-------- Supplied data

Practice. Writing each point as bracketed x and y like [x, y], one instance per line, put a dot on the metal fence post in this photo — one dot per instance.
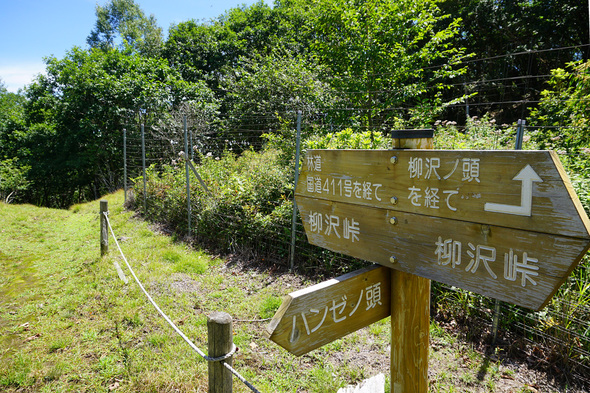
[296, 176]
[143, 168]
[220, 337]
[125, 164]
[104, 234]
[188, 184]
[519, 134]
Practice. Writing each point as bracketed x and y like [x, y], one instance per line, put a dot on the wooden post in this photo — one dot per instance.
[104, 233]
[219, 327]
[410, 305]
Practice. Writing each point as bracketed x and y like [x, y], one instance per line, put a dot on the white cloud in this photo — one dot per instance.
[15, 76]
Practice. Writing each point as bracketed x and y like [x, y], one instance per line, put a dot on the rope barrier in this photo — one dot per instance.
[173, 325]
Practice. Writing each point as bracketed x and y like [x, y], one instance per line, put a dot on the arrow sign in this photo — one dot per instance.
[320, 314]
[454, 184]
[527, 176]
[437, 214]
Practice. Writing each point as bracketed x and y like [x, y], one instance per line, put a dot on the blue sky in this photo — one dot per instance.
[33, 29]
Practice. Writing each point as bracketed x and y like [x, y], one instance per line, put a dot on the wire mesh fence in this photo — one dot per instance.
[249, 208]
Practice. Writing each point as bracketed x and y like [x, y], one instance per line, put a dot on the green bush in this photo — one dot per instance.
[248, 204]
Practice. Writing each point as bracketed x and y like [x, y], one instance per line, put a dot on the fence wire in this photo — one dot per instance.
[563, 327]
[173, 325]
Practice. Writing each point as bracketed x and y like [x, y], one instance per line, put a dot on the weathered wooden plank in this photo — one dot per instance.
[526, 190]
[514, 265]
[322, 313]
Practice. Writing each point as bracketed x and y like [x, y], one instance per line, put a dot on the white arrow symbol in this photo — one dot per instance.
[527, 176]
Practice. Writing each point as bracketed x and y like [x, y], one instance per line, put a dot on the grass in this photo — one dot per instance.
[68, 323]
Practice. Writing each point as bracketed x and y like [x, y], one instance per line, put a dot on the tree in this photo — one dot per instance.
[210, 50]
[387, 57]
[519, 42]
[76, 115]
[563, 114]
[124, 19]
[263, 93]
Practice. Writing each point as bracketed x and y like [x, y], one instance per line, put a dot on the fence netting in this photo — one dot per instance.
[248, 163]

----------------

● Task:
Rewrite every row above, replacing "in this photo" with "in this image" wherever it occurs and keeping everything else unchanged. Omit the pictures from your answer.

● Solution for this task:
Practice. Writing each point as bracketed x and y like [x, y], one instance per line, put a dot on the metal fence post in this image — one dot per instance.
[296, 176]
[143, 168]
[220, 337]
[125, 164]
[104, 234]
[188, 184]
[519, 134]
Practice. Writing each point as bracketed x and y like [x, y], one instance per line, put a dot on the wooden post in this image — one dot per instance.
[104, 233]
[219, 327]
[410, 305]
Practice. Writing each point as bracketed x and y like [x, y], one instance per line, put a dot on the white cloud in this image — one dot per instance.
[15, 76]
Practice. Writing each point as bracketed x and y like [x, y], one instance per line, put a dot on the rope barrier in this image — one dot per instance.
[173, 325]
Practice. Writing each point as bracketed x and y like [x, y], one instance per line, put a dot on the arrow sign in this image — one dot per instance.
[320, 314]
[454, 184]
[527, 176]
[437, 214]
Practice. Writing each point as bracketed x and y like [x, y], one instance per line, put a dot on the blue sky in this image — one dot per instance.
[33, 29]
Practice. Writing each point as bracketed x and y like [x, y], one instance per line, put a dot on the wire mesh fence in this image — one dot per instance.
[249, 208]
Practice. Writing each point as bracketed x and y like [x, y], one instance per line, put a dot on the green bush in this image — one dot per instance.
[248, 204]
Practice. Writing each point as bracketed x and y like [x, y], one instance per line, put a dot on the fence wire in this image — one dot per instance.
[563, 327]
[173, 325]
Practice. Writing each point as bracketed x and y like [x, y], one instance per line, put a dot on the weathered wooden plank in this image — one dot per instance.
[526, 190]
[514, 265]
[322, 313]
Practice. Writing each point as bracketed x and y like [x, y], one instance per line, put a dot on the white arrow symbol in this image — one dot per instance.
[527, 176]
Practice. Writing each point as bracketed x and y like [x, y], one instance per line, put a dot on the grass in this image — one dot per instance.
[68, 323]
Practice. Writing each point as bracketed x and y like [x, y], one instance per line, put a dot on the tree in this image — one dot per instance.
[210, 50]
[387, 57]
[519, 42]
[76, 115]
[563, 114]
[124, 19]
[263, 93]
Practice. Writing each point as bracketed x and y like [x, y], one instance per line, put a dot on the fence netting in this image — one dot per instance.
[248, 163]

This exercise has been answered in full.